## start Data for this exercise

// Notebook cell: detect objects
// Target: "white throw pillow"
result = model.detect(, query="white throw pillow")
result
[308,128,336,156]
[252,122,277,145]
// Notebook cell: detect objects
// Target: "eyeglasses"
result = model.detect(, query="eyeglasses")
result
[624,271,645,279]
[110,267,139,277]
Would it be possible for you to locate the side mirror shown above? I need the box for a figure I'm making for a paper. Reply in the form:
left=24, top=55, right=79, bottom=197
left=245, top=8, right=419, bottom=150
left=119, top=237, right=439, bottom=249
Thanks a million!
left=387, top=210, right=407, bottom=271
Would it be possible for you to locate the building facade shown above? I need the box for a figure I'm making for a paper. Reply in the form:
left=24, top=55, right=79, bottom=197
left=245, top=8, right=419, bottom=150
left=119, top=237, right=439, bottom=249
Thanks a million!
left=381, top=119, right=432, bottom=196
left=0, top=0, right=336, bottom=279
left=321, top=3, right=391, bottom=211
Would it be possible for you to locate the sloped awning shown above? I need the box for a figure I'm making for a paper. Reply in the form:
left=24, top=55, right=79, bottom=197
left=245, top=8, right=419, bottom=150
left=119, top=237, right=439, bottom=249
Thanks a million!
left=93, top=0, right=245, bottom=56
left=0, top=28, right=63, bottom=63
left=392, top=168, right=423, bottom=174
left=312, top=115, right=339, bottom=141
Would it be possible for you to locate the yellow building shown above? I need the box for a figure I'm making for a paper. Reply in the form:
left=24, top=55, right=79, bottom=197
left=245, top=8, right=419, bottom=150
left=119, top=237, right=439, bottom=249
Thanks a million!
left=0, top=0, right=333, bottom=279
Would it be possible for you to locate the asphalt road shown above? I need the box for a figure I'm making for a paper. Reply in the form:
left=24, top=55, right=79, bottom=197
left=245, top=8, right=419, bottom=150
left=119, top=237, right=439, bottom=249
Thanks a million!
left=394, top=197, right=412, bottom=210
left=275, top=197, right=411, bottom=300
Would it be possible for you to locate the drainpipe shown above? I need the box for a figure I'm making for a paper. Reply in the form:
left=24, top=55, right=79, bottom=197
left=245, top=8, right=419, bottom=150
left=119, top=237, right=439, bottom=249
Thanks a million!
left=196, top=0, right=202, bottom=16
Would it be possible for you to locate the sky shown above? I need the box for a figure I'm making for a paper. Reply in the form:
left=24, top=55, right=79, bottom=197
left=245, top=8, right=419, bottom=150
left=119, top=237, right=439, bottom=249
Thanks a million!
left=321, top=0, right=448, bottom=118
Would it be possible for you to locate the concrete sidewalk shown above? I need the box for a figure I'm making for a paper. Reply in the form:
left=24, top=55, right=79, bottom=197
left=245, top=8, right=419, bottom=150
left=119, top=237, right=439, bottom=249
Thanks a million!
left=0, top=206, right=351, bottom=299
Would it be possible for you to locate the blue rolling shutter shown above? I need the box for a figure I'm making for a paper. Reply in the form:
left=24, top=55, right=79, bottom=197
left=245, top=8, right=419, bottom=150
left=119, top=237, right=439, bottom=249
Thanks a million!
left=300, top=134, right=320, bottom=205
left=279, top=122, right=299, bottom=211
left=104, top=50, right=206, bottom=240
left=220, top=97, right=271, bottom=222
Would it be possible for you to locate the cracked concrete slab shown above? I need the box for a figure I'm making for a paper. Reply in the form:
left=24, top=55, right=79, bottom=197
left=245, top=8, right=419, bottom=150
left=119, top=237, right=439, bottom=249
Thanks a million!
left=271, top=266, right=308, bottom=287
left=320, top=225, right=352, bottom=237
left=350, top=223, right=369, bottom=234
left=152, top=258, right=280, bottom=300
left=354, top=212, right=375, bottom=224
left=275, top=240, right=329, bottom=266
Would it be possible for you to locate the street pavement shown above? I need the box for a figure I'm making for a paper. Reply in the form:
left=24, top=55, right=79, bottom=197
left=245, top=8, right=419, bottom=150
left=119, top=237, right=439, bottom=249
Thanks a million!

## end Data for this exercise

=== Description of the task ===
Convert all the lines above into a Markdown table with two columns, Row and Line: number each line in Row and put its text in Line. Leave out blank lines.

=== Finished task ===
| Row | Line |
|---|---|
| 1 | // Notebook cell: detect objects |
| 2 | // Target: "white throw pillow" |
| 3 | result = model.detect(, query="white throw pillow") |
| 4 | result |
| 5 | [308,128,336,156] |
| 6 | [252,122,277,145] |
| 7 | // Notebook cell: detect objects |
| 8 | // Target: "eyeglasses" |
| 9 | result = model.detect(, query="eyeglasses") |
| 10 | result |
| 11 | [624,271,645,279] |
| 12 | [110,267,139,277] |
| 13 | Would it be possible for you to locate the side mirror shown above? I need the box for a figure I'm making for a paper. Reply in the form: |
| 14 | left=24, top=55, right=79, bottom=197 |
| 15 | left=245, top=8, right=419, bottom=150 |
| 16 | left=119, top=237, right=439, bottom=249 |
| 17 | Thanks a million! |
| 18 | left=387, top=210, right=407, bottom=271 |
| 19 | Would it be possible for you to locate the building facade shown above? I need the box for a figure I'm making for a paper. Reply in the form: |
| 20 | left=24, top=55, right=79, bottom=197 |
| 21 | left=245, top=8, right=419, bottom=150 |
| 22 | left=119, top=237, right=439, bottom=249 |
| 23 | Thanks a million! |
| 24 | left=381, top=119, right=432, bottom=196 |
| 25 | left=0, top=0, right=336, bottom=279 |
| 26 | left=321, top=3, right=391, bottom=211 |
| 27 | Would it be possible for you to locate the sloped awning shown above? I need the box for a figure I'm making for a paper. Reply in the form: |
| 28 | left=24, top=55, right=79, bottom=197 |
| 29 | left=245, top=8, right=419, bottom=150 |
| 30 | left=119, top=237, right=439, bottom=249 |
| 31 | Thanks a million! |
| 32 | left=93, top=0, right=245, bottom=56 |
| 33 | left=0, top=28, right=63, bottom=63 |
| 34 | left=392, top=168, right=423, bottom=174 |
| 35 | left=312, top=115, right=339, bottom=141 |
| 36 | Would it be possible for you to locate the yellow building shown above? I need the box for a figure I'm making for a paper. Reply in the form: |
| 37 | left=24, top=55, right=79, bottom=197 |
| 38 | left=245, top=8, right=419, bottom=150 |
| 39 | left=119, top=237, right=439, bottom=249 |
| 40 | Thanks a million! |
| 41 | left=0, top=0, right=333, bottom=279 |
| 42 | Would it be possible for you to locate the asphalt road shown above? I need the box for a figure I'm making for a paper. Reply in the form: |
| 43 | left=24, top=55, right=79, bottom=197 |
| 44 | left=245, top=8, right=419, bottom=150 |
| 45 | left=119, top=237, right=439, bottom=249 |
| 46 | Thanks a million! |
| 47 | left=394, top=197, right=412, bottom=210 |
| 48 | left=275, top=197, right=411, bottom=300 |
| 49 | Would it be possible for you to locate the drainpipe shown above? I need the box for a figure I'm making for a paper. Reply in the form: |
| 50 | left=24, top=55, right=79, bottom=197 |
| 51 | left=245, top=8, right=419, bottom=150 |
| 52 | left=119, top=237, right=439, bottom=249 |
| 53 | Thanks a million! |
| 54 | left=196, top=0, right=202, bottom=16 |
| 55 | Would it be possible for you to locate the sky shown above? I need the box for a figure I'm making for a paper. Reply in the form: |
| 56 | left=24, top=55, right=79, bottom=197 |
| 57 | left=245, top=8, right=419, bottom=150 |
| 58 | left=119, top=237, right=439, bottom=249 |
| 59 | Thanks a million! |
| 60 | left=321, top=0, right=448, bottom=118 |
| 61 | Would it be possible for you to locate the concrete sidewalk shown above? I need the box for a figure I'm making for a paper. Reply in the form: |
| 62 | left=24, top=55, right=79, bottom=197 |
| 63 | left=245, top=8, right=419, bottom=150 |
| 64 | left=119, top=237, right=439, bottom=249 |
| 65 | Thanks a million! |
| 66 | left=0, top=206, right=351, bottom=299 |
| 67 | Would it be possible for you to locate the blue rolling shutter shown above? I need the box for a figure I'm making for a paper. Reply in the form: |
| 68 | left=24, top=55, right=79, bottom=197 |
| 69 | left=245, top=8, right=419, bottom=150 |
| 70 | left=119, top=237, right=439, bottom=249 |
| 71 | Thanks a million! |
| 72 | left=300, top=134, right=320, bottom=205 |
| 73 | left=279, top=122, right=299, bottom=211 |
| 74 | left=104, top=50, right=206, bottom=240 |
| 75 | left=220, top=97, right=271, bottom=222 |
| 76 | Would it be possible for you to locate the cracked concrete slab shown above? I need the box for a figure I'm making for a paper. Reply in the form: |
| 77 | left=24, top=55, right=79, bottom=197 |
| 78 | left=245, top=8, right=419, bottom=150 |
| 79 | left=119, top=237, right=439, bottom=249 |
| 80 | Thanks a million! |
| 81 | left=271, top=266, right=308, bottom=287 |
| 82 | left=320, top=225, right=352, bottom=237 |
| 83 | left=350, top=223, right=369, bottom=234 |
| 84 | left=152, top=258, right=280, bottom=300 |
| 85 | left=354, top=212, right=375, bottom=224 |
| 86 | left=275, top=240, right=329, bottom=266 |
| 87 | Would it be possible for you to locate the street pavement shown above? I need the box for a figure I'm making for a paper. Reply in the form: |
| 88 | left=24, top=55, right=79, bottom=197 |
| 89 | left=245, top=8, right=419, bottom=150 |
| 90 | left=119, top=237, right=439, bottom=249 |
| 91 | Thanks a million! |